START Text section

Isoetes sinensis
- Conservation status: Critically endangered, possibly extinct (IUCN 3.1)

Scientific classification
- Kingdom: Plantae
- Clade: Tracheophytes
- Clade: Lycophytes
- Class: Lycopodiopsida
- Order: Isoetales
- Family: Isoetaceae
- Genus: Isoetes
- Species: I. sinensis
- Binomial name: Isoetes sinensis T.C. Palmer

= Isoetes sinensis =

- Genus: Isoetes
- Species: sinensis
- Authority: T.C. Palmer
- Conservation status: PE

Eastern Asian species of quillwort

Isoetes sinensis, the narrow quillwort, is a species of plant in the family Isoetaceae.

==Information==
Isoetes sinensis is native to China and Korea. Its natural habitat is swamps. It is threatened by habitat loss. In China, this species is native to the areas of Anhui, Jiangsu, and Zhejiang.

==Conservation==
Isoetes sinensis is recorded to be a critically endangered species due to industrial development and agricultural expansion. This species occupies freshwater environments and within terrestrial systems. In order to help conserve this species, amplified fragment length polymorphisms (AFLPs) were used to research the genetic variation of it and the population structure of seven extant populations of the species. This investigation helped provide useful data for creating conservation strategies to help preserve the species.

END Text section
START Records shown

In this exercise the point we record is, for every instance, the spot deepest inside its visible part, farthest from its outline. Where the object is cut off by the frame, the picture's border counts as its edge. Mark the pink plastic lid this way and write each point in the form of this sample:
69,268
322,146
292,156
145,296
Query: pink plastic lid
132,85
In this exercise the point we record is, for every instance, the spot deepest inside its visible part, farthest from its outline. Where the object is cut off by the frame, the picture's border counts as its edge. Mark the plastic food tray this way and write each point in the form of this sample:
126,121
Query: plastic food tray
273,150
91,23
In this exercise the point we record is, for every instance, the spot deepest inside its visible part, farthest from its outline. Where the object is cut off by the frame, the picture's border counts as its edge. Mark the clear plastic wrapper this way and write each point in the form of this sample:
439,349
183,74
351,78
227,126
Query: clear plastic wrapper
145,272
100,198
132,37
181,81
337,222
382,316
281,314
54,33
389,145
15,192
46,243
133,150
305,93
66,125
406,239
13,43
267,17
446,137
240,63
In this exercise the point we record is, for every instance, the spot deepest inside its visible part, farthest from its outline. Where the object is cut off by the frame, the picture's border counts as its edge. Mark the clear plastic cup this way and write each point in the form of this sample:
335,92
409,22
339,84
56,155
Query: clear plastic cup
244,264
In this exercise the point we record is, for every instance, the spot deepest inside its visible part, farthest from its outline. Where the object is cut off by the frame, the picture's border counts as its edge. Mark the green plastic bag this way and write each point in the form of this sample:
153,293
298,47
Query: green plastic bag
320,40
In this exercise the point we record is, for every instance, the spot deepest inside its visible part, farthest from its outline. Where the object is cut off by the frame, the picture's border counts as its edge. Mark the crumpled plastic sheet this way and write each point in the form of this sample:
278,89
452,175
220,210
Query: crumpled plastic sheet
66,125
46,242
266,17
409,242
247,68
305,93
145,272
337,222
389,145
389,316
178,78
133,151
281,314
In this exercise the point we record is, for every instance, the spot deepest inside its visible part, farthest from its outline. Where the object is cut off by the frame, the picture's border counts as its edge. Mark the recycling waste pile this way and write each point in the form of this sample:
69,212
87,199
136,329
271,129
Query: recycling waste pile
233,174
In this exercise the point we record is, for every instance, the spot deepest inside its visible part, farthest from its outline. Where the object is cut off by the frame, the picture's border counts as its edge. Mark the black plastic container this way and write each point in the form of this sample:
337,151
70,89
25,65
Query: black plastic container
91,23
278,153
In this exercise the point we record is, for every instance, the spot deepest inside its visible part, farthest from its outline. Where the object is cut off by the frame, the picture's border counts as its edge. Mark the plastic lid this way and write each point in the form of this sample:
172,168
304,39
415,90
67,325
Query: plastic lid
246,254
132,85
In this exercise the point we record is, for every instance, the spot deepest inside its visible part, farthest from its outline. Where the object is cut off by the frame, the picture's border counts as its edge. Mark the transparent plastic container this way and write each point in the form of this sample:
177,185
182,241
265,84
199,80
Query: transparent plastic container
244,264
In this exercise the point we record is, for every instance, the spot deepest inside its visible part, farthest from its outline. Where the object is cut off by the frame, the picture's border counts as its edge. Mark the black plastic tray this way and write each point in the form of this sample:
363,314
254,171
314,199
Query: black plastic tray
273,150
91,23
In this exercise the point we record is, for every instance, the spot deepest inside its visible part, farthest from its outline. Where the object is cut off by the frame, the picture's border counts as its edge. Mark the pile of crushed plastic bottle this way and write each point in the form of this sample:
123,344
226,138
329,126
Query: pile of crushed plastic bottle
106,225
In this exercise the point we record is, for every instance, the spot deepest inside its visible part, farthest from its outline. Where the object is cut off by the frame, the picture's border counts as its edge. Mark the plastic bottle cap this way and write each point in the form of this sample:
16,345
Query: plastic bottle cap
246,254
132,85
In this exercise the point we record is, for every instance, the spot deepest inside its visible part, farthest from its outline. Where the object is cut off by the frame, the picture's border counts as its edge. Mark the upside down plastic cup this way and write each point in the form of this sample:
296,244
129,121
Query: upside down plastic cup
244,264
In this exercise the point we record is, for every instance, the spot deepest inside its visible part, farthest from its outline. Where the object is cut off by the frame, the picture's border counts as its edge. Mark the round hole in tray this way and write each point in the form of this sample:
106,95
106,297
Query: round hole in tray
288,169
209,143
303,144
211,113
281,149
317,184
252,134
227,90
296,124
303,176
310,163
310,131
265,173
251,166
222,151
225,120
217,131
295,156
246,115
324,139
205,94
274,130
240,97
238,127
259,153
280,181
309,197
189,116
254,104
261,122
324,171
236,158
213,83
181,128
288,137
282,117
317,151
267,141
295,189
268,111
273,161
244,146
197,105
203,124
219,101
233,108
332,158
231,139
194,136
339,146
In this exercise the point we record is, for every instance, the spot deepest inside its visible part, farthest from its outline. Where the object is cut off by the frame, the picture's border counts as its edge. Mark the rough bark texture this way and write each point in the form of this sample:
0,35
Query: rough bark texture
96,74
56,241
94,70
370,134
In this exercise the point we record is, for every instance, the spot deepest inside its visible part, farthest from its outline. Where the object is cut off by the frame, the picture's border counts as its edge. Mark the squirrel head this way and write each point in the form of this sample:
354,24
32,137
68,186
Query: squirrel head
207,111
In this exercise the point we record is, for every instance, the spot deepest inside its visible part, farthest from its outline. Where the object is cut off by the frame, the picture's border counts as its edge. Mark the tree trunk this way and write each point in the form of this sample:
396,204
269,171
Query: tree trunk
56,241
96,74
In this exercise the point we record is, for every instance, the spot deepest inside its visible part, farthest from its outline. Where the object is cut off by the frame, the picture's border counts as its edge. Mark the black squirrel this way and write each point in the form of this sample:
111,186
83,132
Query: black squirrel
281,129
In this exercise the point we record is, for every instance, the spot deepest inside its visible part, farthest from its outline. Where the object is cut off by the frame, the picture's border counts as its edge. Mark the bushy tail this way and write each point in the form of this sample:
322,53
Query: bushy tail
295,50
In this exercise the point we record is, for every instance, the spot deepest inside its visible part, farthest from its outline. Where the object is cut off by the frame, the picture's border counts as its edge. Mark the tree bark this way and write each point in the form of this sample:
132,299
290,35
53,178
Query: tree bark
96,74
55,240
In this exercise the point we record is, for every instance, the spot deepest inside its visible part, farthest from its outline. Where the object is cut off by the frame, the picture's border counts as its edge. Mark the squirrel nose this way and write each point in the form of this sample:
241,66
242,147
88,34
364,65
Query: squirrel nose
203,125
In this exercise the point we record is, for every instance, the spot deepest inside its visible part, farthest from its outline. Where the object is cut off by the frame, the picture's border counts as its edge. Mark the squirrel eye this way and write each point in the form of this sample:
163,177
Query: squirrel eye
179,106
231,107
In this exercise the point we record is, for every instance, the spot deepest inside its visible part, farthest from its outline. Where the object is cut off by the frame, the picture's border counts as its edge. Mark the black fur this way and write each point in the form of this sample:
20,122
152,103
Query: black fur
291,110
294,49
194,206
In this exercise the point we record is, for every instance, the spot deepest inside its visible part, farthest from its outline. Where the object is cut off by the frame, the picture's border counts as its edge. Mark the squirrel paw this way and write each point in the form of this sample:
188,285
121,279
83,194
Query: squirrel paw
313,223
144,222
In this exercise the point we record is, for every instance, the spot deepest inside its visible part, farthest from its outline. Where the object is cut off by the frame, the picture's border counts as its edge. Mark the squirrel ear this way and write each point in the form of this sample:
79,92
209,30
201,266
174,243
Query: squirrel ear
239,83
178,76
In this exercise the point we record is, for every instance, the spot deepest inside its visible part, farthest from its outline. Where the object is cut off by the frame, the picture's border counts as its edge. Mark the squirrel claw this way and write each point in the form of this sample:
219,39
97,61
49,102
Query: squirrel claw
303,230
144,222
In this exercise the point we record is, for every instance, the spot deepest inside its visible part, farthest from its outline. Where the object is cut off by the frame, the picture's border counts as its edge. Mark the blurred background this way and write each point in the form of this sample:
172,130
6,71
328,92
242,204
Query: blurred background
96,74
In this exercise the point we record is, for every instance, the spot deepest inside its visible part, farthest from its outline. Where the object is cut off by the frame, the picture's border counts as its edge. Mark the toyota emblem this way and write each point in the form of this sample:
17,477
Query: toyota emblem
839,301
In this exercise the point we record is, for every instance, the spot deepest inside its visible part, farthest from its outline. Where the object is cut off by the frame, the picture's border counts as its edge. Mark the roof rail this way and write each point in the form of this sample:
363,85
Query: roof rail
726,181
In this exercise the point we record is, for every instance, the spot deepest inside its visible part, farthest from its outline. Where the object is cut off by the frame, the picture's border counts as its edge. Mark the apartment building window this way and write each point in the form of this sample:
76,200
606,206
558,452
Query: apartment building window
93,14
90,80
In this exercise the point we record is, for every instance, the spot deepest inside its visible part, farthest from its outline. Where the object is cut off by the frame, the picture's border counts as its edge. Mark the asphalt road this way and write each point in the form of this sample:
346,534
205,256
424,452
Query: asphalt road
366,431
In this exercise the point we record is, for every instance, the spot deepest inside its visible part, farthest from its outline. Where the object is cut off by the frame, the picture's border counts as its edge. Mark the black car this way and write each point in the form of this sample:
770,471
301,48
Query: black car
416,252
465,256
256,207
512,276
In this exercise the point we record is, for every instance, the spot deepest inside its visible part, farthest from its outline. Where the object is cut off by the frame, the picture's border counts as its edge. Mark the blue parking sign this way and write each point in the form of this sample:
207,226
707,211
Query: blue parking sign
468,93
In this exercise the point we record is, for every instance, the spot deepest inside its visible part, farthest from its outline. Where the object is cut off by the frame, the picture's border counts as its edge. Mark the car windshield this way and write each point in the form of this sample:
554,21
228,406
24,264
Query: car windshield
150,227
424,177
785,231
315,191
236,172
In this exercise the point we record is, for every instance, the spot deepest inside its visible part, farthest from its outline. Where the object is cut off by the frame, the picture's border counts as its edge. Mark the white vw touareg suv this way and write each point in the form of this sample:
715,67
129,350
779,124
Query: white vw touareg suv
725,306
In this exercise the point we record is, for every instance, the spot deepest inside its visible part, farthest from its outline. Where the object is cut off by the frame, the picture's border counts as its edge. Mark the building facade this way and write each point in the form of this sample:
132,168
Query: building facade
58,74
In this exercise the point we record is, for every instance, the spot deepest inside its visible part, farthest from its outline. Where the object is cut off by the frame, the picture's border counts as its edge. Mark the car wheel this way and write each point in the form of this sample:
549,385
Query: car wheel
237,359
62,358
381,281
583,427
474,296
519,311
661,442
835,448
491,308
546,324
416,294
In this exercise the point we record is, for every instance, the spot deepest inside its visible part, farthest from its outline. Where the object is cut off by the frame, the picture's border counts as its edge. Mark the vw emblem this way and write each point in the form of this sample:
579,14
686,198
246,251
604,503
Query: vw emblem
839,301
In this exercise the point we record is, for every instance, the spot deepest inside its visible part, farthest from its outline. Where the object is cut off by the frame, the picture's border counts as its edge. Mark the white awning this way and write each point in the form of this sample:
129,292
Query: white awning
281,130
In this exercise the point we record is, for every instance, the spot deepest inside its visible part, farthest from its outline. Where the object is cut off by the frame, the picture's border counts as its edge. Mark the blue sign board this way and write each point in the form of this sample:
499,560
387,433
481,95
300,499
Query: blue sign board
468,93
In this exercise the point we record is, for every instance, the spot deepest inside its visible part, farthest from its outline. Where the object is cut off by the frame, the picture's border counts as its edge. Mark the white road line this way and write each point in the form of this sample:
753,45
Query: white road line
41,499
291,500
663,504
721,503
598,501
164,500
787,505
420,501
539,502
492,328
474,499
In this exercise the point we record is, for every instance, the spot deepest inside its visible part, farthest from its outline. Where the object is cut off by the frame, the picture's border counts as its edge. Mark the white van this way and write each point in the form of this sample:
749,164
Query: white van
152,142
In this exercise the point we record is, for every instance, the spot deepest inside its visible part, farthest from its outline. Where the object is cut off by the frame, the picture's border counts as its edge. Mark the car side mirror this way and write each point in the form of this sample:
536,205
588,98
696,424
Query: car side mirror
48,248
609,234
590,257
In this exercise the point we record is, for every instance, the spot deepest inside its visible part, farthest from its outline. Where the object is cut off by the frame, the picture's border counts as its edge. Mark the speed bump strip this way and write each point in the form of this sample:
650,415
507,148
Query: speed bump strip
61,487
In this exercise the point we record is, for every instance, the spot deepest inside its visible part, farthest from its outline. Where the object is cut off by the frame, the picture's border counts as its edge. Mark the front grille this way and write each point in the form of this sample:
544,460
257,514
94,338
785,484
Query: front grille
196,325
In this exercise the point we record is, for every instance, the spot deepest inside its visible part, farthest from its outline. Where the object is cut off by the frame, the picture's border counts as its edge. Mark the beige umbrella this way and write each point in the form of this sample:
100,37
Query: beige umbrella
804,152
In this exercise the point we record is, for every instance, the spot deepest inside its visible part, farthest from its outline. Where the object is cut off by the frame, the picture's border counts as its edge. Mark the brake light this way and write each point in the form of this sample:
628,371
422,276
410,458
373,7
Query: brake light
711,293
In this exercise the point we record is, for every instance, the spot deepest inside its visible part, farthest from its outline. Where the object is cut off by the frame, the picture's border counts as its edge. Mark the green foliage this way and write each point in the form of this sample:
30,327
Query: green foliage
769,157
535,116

END Records shown

:: Your tasks ::
- A) Condense the paragraph of the article on Isoetes sinensis that begins "Isoetes sinensis is recorded to be a critically endangered species" into a bulleted list that keeps its main facts.
- B) Reproduce the passage of the article on Isoetes sinensis from "Isoetes sinensis, the" up to and including "Jiangsu, and Zhejiang.", copied exactly.
Rely solely on the article on Isoetes sinensis.

:: Answer list ::
- A)
- Critically endangered because of industrial development and agricultural expansion
- Occupies freshwater environments and terrestrial systems
- Amplified fragment length polymorphisms (AFLPs) were used to study its genetic variation and the population structure of seven extant populations
- The research provided useful data for designing conservation strategies

- B)
Isoetes sinensis, the narrow quillwort, is a species of plant in the family Isoetaceae.

==Information==
Isoetes sinensis is native to China and Korea. Its natural habitat is swamps. It is threatened by habitat loss. In China, this species is native to the areas of Anhui, Jiangsu, and Zhejiang.